- Written task A: For the message about an editor in /bin, decide whether each statement, (i) to (iii), agrees with the text, answering yes or no and quoting the words that settle it. (i) When booting in single-user mode, the writer found no editor in /bin except ed. (ii) FreeBSD pushed the writer to learn emacs. (iii) The writer expects to learn an editor more spartan than vi.
- Written task B:
Using the message about an editor in /bin, answer these questions.
(i) To what address was the message sent?
(ii) In what mode was the writer booting to fix something?
(iii) Which two editors does the third numbered question offer as choices?
- Written task C: Write a continuation of the message about an editor in /bin, beginning after its third numbered question.

- Selected extract:
────

Skip site navigation (1)Skip section navigation (2)
Date:      Wed, 8 May 2002 06:26:04 -0700 (PDT)
From:      Ross Lippert <ripper@eskimo.com>
To:        freebsd-questions@freebsd.org
Subject:   an editor in /bin
Message-ID:  <200205081326.GAA02899@eskimo.com>

next in thread | raw e-mail | index | archive | help

One of the shocks I had when booting in single-user mode to
fix something was the lack of an editor in /bin other than
ed.  I guess my questions are:

1) is there a better editor in /bin than ed?

2) (if yes) shouldn't there be a better editor in /bin than ed?
FreeBSD was a major impetus for me to learn vi (pretty much bc emacs
is a port).  I don't see myself learning something more spartan than
vi, but maybe there is some value someone can point out using ed.

3) (if yes) should that editor be vi or ee?

────

(Location identification entries)
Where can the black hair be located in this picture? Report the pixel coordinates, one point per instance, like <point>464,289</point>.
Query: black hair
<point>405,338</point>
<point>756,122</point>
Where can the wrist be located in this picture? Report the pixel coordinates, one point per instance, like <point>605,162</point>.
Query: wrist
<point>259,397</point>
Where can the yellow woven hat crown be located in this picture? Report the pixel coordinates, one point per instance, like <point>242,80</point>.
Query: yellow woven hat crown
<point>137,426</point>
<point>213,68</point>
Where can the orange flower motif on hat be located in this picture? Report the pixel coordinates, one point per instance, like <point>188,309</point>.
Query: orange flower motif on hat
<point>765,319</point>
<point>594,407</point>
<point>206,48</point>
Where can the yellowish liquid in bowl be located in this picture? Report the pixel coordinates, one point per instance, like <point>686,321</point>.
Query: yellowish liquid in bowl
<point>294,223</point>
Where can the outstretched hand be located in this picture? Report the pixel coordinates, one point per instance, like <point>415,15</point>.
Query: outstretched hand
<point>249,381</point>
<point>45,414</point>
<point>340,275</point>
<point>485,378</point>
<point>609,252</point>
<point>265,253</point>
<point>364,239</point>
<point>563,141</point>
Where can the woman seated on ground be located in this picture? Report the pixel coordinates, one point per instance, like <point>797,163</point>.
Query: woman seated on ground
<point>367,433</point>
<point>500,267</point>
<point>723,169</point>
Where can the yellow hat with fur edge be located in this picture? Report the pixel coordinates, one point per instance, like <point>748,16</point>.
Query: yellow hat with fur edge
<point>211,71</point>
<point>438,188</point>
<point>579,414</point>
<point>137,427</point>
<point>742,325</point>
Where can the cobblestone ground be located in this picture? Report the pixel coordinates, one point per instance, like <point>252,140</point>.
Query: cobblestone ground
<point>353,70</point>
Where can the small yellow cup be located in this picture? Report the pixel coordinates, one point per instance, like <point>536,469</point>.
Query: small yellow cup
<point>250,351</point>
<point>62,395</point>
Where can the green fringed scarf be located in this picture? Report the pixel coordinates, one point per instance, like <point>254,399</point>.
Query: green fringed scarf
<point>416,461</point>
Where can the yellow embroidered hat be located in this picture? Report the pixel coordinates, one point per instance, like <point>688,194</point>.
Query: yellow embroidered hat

────

- Exercise output A:
(i) Yes: "the lack of an editor in /bin other than ed"
(ii) No: "FreeBSD was a major impetus for me to learn vi (pretty much bc emacs is a port)"
(iii) No: "I don't see myself learning something more spartan than vi"

- Exercise output B:
(i) freebsd-questions@freebsd.org
(ii) Single-user mode
(iii) vi or ee

- Exercise output C:
One piece of good user-friendliness which has happened recently in
freebsd is the use of ee as the default editor in sysinstall instead
of vi.  This has been very helpful for newbies.  I can attest to
sitting over the shoulder of one newbie who has gone on to learn vi,
but would have freaked out if her first taste of it was during the
install.  She got through ee just fine.  I'd really like to see ee
used as the default editor in vipw as well, for the sake of
consistency (eepw, anyone?).

On the other hand, vi needs to be learned for certain tasks like vipw
and visudo (assuming ee versions of these gadgets can't easily be
made), so vi is here to stay, and perhaps anyone who can't use vi has
no business booting freeBSD into single-user mode.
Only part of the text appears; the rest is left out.